Task directions: Which lines in the records below contain the word "white"? Return each of them.

Data in this exercise:
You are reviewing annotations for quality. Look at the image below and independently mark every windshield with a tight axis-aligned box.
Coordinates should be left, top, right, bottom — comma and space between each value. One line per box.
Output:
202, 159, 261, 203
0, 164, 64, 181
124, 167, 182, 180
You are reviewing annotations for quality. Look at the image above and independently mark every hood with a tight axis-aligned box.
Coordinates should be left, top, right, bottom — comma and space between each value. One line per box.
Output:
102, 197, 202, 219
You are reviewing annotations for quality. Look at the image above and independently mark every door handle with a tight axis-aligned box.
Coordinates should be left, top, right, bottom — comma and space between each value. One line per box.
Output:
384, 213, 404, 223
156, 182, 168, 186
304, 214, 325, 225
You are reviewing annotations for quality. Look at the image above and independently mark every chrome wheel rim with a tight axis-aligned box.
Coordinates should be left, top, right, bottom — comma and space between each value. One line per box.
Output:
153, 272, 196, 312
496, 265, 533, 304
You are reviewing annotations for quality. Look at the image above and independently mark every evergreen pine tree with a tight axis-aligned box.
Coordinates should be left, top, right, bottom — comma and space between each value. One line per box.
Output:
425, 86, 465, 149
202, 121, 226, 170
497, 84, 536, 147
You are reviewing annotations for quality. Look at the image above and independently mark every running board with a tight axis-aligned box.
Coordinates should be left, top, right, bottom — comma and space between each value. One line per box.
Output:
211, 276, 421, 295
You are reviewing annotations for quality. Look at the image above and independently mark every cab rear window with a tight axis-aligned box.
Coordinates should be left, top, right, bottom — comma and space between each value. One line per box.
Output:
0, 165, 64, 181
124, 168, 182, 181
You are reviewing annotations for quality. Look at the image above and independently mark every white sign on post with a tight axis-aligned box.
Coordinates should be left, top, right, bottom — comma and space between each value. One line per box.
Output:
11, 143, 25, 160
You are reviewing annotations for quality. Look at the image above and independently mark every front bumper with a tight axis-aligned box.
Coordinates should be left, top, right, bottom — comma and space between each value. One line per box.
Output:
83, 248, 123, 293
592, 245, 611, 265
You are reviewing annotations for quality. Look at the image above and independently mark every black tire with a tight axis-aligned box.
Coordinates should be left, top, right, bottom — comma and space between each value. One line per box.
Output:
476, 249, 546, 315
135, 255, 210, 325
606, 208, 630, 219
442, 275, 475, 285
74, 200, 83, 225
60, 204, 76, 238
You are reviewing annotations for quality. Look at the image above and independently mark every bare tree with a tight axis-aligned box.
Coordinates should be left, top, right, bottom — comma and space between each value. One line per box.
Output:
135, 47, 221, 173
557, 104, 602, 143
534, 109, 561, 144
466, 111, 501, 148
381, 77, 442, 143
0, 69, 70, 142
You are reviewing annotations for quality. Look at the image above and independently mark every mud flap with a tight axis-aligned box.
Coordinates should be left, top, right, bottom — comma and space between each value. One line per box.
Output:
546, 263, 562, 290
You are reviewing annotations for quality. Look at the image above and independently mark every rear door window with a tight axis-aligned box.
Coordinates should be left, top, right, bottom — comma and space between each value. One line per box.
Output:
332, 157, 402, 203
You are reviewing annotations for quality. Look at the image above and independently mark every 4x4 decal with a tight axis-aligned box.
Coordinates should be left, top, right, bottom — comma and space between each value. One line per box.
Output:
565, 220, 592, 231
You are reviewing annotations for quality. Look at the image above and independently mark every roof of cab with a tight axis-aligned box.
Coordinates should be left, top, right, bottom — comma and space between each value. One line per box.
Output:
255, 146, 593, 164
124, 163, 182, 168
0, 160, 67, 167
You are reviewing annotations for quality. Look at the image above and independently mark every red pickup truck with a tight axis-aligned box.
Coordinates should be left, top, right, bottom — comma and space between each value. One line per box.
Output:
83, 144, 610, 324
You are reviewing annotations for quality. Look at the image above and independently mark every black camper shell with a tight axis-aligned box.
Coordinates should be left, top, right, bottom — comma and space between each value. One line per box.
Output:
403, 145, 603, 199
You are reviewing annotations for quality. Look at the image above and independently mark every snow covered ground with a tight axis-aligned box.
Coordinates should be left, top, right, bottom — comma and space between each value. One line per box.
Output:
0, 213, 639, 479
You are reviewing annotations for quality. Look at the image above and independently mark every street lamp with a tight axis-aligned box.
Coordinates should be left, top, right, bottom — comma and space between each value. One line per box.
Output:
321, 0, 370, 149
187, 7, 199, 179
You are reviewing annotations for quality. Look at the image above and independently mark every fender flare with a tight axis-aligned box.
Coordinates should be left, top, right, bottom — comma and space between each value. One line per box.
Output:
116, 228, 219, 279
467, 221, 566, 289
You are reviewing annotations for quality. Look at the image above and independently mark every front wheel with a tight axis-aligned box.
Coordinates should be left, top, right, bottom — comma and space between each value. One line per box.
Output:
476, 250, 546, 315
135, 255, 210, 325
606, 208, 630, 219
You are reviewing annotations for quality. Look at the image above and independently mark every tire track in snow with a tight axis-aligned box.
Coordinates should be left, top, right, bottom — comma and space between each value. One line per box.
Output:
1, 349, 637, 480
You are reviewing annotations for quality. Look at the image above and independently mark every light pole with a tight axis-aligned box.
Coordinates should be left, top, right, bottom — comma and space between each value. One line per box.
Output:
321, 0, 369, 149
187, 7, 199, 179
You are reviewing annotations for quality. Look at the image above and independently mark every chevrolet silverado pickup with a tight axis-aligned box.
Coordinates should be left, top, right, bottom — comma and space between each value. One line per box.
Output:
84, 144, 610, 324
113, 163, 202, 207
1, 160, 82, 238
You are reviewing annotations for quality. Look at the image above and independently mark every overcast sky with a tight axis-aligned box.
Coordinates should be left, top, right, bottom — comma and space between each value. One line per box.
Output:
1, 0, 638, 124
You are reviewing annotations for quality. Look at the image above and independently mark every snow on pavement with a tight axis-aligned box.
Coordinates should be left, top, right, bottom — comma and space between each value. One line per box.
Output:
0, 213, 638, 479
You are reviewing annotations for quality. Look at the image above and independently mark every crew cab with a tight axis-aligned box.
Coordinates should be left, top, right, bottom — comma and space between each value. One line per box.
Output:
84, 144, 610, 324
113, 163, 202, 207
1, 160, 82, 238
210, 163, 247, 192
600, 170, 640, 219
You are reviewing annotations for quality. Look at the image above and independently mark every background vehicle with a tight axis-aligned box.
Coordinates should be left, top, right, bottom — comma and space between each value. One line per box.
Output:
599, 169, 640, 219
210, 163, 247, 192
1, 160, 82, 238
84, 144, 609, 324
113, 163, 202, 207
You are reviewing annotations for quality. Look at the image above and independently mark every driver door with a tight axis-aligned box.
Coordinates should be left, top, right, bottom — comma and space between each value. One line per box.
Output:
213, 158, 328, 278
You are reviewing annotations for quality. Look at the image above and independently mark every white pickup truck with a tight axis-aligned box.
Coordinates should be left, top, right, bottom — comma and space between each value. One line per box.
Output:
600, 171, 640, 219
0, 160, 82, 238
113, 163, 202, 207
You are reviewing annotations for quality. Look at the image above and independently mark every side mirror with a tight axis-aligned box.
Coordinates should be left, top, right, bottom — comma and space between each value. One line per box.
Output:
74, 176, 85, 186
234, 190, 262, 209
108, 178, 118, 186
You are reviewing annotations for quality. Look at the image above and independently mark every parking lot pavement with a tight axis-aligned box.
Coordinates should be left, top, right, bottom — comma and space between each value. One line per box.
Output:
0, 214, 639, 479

--

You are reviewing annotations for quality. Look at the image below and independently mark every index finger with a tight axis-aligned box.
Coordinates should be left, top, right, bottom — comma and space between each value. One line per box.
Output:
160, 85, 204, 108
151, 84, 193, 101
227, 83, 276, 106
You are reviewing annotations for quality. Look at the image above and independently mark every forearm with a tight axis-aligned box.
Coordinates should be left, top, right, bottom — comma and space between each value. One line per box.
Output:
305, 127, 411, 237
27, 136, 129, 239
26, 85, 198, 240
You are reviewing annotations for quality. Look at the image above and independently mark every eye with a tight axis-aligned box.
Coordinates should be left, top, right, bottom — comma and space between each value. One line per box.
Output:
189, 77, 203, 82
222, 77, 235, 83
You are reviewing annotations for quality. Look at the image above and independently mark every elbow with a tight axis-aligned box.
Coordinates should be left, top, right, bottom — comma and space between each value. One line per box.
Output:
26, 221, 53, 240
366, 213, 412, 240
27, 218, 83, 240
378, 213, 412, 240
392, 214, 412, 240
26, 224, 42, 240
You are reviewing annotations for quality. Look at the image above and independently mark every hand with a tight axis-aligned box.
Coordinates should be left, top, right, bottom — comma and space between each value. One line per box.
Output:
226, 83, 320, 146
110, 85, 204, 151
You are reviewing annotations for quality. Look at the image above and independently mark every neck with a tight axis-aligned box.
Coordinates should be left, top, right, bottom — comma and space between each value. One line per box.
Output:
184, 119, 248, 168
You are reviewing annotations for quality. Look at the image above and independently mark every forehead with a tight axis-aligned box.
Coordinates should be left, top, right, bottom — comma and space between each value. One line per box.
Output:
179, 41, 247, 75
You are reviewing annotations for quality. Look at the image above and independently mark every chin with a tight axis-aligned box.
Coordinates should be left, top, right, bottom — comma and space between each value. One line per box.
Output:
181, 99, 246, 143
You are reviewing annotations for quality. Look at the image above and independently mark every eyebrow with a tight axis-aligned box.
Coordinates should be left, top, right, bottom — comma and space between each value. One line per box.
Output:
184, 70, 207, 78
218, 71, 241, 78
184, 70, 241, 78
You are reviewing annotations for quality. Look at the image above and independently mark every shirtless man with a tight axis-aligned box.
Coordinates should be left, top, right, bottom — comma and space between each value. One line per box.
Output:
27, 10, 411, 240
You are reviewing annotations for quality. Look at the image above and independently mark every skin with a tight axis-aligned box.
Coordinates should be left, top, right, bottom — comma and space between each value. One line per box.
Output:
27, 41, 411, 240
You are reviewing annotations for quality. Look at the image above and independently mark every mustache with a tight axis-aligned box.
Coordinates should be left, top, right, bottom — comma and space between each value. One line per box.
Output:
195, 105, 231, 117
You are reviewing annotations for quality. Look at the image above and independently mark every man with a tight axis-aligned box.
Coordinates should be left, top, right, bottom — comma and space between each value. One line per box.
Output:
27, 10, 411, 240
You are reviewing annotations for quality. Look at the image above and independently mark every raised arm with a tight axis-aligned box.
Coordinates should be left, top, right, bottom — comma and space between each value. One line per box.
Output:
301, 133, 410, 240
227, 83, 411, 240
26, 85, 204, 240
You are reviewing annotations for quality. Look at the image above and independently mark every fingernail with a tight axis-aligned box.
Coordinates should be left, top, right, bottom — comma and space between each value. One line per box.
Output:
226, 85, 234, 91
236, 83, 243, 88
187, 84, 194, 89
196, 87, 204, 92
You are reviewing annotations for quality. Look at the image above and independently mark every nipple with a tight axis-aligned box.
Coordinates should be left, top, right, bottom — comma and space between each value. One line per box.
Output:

==

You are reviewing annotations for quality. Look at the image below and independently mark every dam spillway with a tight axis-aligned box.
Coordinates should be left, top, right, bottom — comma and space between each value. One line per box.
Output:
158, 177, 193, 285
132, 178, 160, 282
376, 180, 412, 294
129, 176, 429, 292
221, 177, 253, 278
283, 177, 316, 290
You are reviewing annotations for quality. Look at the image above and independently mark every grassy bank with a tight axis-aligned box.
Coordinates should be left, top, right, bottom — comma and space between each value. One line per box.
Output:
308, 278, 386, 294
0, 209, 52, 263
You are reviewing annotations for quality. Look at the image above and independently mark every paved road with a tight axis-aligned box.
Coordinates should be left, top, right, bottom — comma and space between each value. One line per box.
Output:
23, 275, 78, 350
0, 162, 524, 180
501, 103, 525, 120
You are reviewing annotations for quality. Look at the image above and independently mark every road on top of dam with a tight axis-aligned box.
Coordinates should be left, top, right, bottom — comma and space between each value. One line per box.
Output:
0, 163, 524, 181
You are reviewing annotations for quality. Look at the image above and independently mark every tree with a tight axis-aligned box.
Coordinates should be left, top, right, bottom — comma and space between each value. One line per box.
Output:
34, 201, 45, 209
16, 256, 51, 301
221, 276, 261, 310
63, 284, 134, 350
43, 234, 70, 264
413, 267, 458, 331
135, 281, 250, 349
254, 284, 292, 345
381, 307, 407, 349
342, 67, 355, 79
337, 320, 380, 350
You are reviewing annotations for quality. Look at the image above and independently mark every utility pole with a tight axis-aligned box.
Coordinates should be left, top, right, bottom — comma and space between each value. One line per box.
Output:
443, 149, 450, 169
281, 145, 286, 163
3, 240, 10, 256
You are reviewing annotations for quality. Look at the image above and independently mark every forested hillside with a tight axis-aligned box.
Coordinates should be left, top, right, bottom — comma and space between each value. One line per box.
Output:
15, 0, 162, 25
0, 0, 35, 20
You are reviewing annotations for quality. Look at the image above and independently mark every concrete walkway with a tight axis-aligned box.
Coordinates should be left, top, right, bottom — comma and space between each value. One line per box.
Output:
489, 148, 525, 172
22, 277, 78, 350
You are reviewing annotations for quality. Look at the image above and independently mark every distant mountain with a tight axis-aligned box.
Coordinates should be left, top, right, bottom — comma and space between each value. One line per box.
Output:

Exercise response:
You are reviewing annotations for quality. Look at the image above and independently mark every white sign on post with a tight axis-aligned box.
You are reviewing annotations for quality. Look at the image above and independently mark every white pickup truck with a tight axis-aligned box.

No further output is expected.